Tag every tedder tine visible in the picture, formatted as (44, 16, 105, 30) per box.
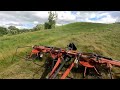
(61, 62, 75, 79)
(109, 67, 113, 79)
(51, 59, 67, 79)
(51, 59, 57, 70)
(83, 67, 87, 78)
(48, 57, 61, 78)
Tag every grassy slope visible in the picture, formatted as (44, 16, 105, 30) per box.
(0, 22, 120, 79)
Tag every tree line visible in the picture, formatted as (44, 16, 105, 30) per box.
(0, 11, 57, 37)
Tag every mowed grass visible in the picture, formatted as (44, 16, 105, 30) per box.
(0, 22, 120, 79)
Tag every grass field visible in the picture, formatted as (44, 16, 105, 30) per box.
(0, 22, 120, 79)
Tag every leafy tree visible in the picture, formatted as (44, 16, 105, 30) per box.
(8, 26, 17, 30)
(44, 22, 51, 29)
(0, 26, 8, 36)
(33, 24, 44, 31)
(8, 26, 19, 35)
(44, 11, 57, 29)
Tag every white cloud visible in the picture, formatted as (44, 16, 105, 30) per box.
(33, 21, 39, 24)
(57, 11, 76, 21)
(56, 23, 62, 26)
(85, 13, 117, 23)
(97, 15, 117, 23)
(33, 11, 49, 19)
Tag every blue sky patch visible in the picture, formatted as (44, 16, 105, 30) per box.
(71, 11, 77, 15)
(23, 23, 35, 29)
(89, 15, 107, 21)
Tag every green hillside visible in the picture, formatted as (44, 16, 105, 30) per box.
(0, 22, 120, 79)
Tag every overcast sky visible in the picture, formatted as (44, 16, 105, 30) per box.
(0, 11, 120, 29)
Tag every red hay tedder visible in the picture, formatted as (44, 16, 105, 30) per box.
(13, 43, 120, 79)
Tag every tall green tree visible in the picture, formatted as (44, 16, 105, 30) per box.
(44, 11, 57, 29)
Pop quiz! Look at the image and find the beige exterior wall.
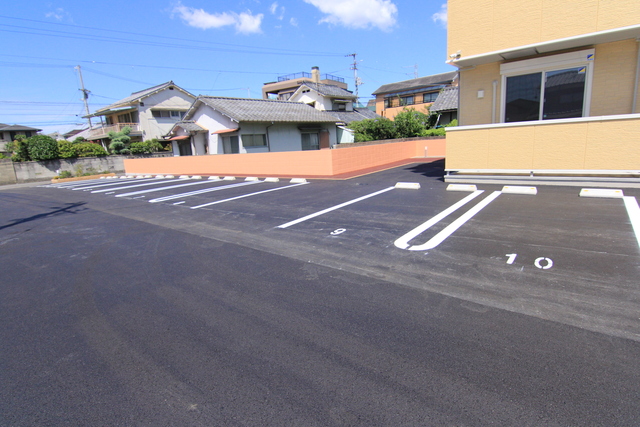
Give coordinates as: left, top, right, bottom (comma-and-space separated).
590, 40, 640, 116
446, 116, 640, 171
448, 0, 640, 58
458, 63, 500, 126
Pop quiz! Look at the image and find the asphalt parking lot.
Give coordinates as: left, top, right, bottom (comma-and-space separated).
2, 160, 640, 425
41, 161, 640, 341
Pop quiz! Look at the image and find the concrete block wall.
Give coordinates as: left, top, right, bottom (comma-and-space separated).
0, 159, 17, 185
1, 153, 172, 184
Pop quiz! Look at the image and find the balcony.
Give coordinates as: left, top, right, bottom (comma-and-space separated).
88, 123, 141, 140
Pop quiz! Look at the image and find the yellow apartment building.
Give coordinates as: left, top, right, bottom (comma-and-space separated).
445, 0, 640, 175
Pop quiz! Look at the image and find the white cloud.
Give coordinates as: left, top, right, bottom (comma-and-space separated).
236, 11, 263, 34
269, 2, 286, 20
45, 7, 70, 22
303, 0, 397, 31
172, 2, 263, 34
289, 17, 298, 27
432, 3, 447, 28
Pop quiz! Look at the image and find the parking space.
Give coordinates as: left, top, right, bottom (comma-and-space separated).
39, 163, 640, 339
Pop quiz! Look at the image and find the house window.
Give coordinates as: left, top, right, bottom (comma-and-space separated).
221, 135, 239, 154
501, 49, 593, 123
242, 134, 267, 147
9, 131, 31, 140
384, 98, 391, 108
152, 110, 185, 119
423, 92, 438, 103
400, 96, 414, 106
301, 133, 319, 150
118, 112, 136, 123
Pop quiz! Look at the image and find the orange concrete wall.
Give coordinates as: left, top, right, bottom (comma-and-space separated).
124, 150, 334, 177
123, 138, 446, 178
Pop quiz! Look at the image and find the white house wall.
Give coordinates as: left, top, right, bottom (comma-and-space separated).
193, 133, 207, 155
186, 103, 338, 155
190, 105, 237, 155
137, 89, 195, 140
294, 92, 332, 111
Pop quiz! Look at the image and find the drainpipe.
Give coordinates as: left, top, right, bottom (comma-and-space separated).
492, 80, 498, 123
265, 122, 274, 152
633, 37, 640, 114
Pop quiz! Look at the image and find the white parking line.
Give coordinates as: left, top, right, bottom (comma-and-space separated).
147, 180, 262, 203
394, 190, 485, 250
46, 178, 108, 189
407, 191, 502, 251
277, 187, 395, 229
72, 177, 161, 191
623, 196, 640, 249
113, 179, 221, 197
91, 179, 193, 194
190, 182, 309, 209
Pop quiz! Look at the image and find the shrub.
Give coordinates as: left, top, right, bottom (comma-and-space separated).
129, 139, 162, 154
27, 135, 59, 161
72, 136, 87, 143
9, 136, 30, 162
58, 140, 78, 159
75, 142, 108, 157
420, 128, 446, 137
57, 170, 73, 179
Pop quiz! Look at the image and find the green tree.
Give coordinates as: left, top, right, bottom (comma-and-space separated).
108, 126, 131, 154
393, 108, 430, 138
27, 134, 59, 161
349, 118, 397, 142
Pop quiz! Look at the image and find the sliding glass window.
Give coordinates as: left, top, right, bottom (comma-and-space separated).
501, 50, 593, 123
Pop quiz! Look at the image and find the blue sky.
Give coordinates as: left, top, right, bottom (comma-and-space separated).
0, 0, 450, 135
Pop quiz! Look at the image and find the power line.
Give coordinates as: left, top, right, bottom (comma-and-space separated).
0, 15, 346, 57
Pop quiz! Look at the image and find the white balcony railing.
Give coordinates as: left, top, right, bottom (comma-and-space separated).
88, 123, 140, 138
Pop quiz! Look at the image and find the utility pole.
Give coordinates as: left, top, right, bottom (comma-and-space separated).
403, 64, 419, 79
347, 53, 363, 106
75, 65, 93, 129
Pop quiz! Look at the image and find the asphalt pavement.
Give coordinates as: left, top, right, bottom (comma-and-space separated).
1, 161, 639, 425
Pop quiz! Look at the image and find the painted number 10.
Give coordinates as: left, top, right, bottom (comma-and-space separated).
506, 254, 553, 270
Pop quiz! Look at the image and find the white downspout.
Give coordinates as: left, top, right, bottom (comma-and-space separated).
491, 80, 498, 123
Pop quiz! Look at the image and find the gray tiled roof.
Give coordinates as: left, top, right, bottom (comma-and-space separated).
299, 82, 356, 99
174, 120, 206, 132
372, 71, 457, 95
328, 109, 380, 124
0, 123, 41, 132
430, 87, 459, 112
194, 96, 339, 123
95, 81, 194, 114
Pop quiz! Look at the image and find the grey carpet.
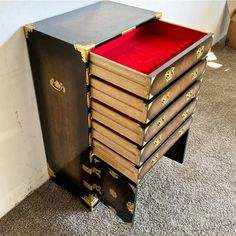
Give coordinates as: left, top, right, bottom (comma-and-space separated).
0, 44, 236, 236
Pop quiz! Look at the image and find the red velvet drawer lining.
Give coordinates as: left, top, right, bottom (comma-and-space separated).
91, 20, 207, 74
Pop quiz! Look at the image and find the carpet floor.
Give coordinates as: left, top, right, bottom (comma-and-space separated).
0, 44, 235, 236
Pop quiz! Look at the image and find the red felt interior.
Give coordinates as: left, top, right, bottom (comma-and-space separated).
91, 20, 207, 74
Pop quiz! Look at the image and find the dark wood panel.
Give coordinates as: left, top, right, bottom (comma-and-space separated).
27, 31, 90, 196
33, 1, 155, 45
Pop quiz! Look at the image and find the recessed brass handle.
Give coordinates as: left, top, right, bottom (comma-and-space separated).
153, 135, 162, 147
50, 78, 66, 93
196, 45, 205, 59
109, 188, 117, 199
161, 92, 170, 106
151, 153, 159, 165
157, 116, 165, 127
191, 69, 199, 80
165, 67, 175, 82
186, 89, 194, 101
182, 109, 189, 120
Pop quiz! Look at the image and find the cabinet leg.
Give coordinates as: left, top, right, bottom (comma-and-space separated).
165, 130, 189, 164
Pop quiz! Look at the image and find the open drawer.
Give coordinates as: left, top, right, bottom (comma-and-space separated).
90, 59, 205, 124
91, 98, 196, 166
92, 116, 193, 184
90, 19, 212, 99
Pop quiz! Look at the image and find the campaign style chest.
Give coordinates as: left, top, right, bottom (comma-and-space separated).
25, 1, 213, 223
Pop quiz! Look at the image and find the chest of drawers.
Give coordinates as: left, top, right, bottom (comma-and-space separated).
25, 1, 212, 224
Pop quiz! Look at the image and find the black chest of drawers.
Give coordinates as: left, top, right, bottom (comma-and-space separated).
25, 1, 212, 223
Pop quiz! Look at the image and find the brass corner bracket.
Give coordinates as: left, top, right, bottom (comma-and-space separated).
82, 194, 99, 208
24, 24, 34, 38
74, 44, 95, 63
155, 11, 162, 19
47, 163, 56, 178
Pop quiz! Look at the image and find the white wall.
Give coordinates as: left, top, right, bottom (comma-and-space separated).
0, 0, 228, 218
115, 0, 229, 44
0, 0, 97, 219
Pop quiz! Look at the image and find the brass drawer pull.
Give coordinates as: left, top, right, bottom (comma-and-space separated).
182, 109, 189, 120
50, 78, 66, 93
165, 67, 175, 82
153, 135, 162, 147
151, 153, 159, 165
186, 89, 194, 101
191, 69, 199, 80
196, 45, 205, 59
157, 116, 165, 127
161, 92, 170, 106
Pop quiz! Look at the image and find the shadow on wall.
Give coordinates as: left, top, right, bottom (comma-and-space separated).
0, 27, 48, 218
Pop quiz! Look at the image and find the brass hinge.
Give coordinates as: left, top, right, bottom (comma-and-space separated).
82, 164, 101, 179
122, 26, 136, 35
82, 194, 99, 208
155, 11, 162, 19
83, 180, 101, 194
24, 24, 34, 38
88, 113, 91, 129
87, 91, 91, 108
86, 67, 90, 86
74, 44, 95, 63
47, 163, 56, 178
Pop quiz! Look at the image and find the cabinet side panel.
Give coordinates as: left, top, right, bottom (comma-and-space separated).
27, 31, 89, 196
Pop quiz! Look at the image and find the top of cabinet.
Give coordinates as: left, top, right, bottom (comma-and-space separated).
29, 1, 157, 45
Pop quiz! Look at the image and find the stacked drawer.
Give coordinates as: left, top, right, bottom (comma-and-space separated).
89, 19, 212, 184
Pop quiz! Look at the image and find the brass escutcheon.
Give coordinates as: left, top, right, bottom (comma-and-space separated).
196, 45, 205, 59
191, 69, 199, 80
186, 89, 194, 101
153, 135, 162, 147
165, 67, 175, 82
182, 109, 189, 120
161, 92, 170, 106
151, 153, 159, 165
49, 78, 66, 93
157, 116, 165, 127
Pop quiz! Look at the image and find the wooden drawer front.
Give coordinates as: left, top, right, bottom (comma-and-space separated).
144, 81, 200, 144
92, 121, 140, 165
149, 39, 211, 98
140, 99, 196, 164
91, 99, 196, 166
90, 19, 212, 100
92, 117, 192, 184
91, 81, 201, 146
147, 60, 205, 122
90, 60, 204, 124
139, 117, 193, 180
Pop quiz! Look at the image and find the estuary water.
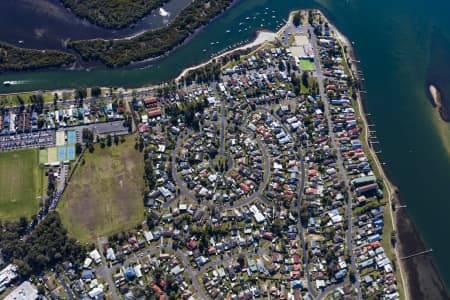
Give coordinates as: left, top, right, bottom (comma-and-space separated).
0, 0, 449, 290
0, 0, 192, 50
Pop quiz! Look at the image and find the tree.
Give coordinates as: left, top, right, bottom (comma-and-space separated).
91, 86, 102, 98
82, 128, 94, 143
114, 135, 119, 145
278, 60, 285, 72
75, 143, 83, 155
237, 254, 245, 267
293, 12, 301, 27
106, 134, 112, 147
302, 71, 309, 88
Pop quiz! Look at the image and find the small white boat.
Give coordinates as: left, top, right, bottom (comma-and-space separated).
159, 8, 169, 17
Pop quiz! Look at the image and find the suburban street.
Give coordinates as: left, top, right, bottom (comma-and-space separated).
310, 28, 362, 298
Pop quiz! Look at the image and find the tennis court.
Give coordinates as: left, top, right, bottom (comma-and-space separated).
67, 145, 75, 160
67, 130, 76, 144
58, 146, 67, 161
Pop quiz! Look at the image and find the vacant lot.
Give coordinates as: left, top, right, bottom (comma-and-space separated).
0, 149, 43, 221
58, 138, 145, 243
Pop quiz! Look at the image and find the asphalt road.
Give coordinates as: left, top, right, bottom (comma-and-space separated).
253, 106, 314, 296
310, 28, 362, 298
96, 244, 207, 300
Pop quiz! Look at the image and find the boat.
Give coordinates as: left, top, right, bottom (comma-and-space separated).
159, 8, 169, 17
3, 81, 12, 86
226, 30, 231, 33
18, 40, 24, 44
245, 17, 250, 20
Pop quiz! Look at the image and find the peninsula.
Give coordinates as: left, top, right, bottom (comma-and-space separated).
0, 9, 448, 300
61, 0, 171, 29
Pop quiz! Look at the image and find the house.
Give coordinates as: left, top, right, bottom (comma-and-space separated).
89, 249, 102, 264
0, 264, 18, 291
4, 282, 38, 300
81, 270, 95, 281
106, 248, 116, 261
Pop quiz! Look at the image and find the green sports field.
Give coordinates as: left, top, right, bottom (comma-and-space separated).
0, 149, 43, 221
299, 59, 316, 71
58, 138, 145, 243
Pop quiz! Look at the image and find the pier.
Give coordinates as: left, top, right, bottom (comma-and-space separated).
400, 249, 433, 260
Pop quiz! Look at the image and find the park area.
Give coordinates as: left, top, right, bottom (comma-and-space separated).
58, 138, 145, 243
299, 59, 315, 71
0, 149, 43, 221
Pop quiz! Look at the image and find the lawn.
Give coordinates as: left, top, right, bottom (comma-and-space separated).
0, 91, 55, 106
299, 59, 315, 71
58, 138, 145, 243
0, 149, 43, 221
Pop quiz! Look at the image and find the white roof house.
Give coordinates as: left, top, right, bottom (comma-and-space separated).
89, 249, 102, 264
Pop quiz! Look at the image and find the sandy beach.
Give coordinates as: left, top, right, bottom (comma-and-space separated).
429, 84, 441, 108
176, 30, 277, 81
428, 83, 450, 123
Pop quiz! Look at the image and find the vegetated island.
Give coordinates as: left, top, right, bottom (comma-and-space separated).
60, 0, 171, 29
68, 0, 234, 67
0, 42, 76, 71
428, 84, 450, 122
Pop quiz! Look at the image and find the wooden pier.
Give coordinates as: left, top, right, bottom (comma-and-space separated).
400, 249, 433, 260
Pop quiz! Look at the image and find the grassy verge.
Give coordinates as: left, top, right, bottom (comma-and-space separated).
58, 137, 145, 243
0, 91, 56, 106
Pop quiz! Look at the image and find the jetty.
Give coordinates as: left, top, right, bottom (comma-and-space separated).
400, 249, 433, 260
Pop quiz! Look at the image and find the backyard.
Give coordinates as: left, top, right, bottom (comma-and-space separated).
58, 137, 145, 243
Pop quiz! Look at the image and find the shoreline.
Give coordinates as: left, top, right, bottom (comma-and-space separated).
329, 13, 449, 299
175, 30, 277, 81
323, 13, 409, 300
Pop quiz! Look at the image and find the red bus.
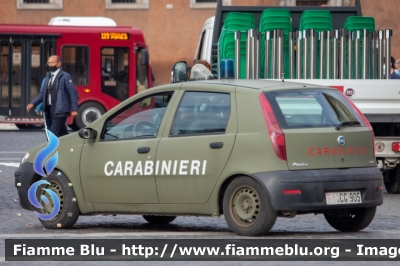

****************

Write out exactly the lines that fall from the line with "Pop quiz! Look at the image and find the open" to the line with "Pop quiz! Look at the image and find the brass drawer" in the records above, keeping both ends.

> [Solution to this exercise]:
Pop quiz! Look at the image and find the open drawer.
Give coordinates as: left, top, right, bottom (comma-and-space separated).
90, 59, 205, 124
91, 98, 196, 166
92, 116, 193, 184
90, 19, 212, 99
Pop quiz! Look at the image and find the campaign style chest.
Give coordinates as: left, top, right, bottom (comma-and-space separated).
25, 1, 213, 223
Pop quiz! Look at the image and find the chest of drawers.
Give coordinates as: left, top, right, bottom (comma-and-space separated).
25, 1, 212, 224
Pop quiz! Look at the image and find the black chest of drawers.
Give coordinates as: left, top, right, bottom (comma-and-space separated).
25, 1, 212, 223
Pop quiz! Look at the image and find the brass corner bracket.
Give coordinates as: left, top, right, bottom (comma-and-space separated).
82, 194, 99, 208
24, 24, 34, 38
74, 44, 95, 63
155, 11, 162, 19
47, 163, 56, 178
Pop quiz! Look at the image and find the white wall.
Give coordinates as: left, top, right, bottom (comma-and-space separated).
0, 0, 228, 218
115, 0, 229, 44
0, 0, 97, 219
Pop quiz! Look at the image and find the brass drawer pull.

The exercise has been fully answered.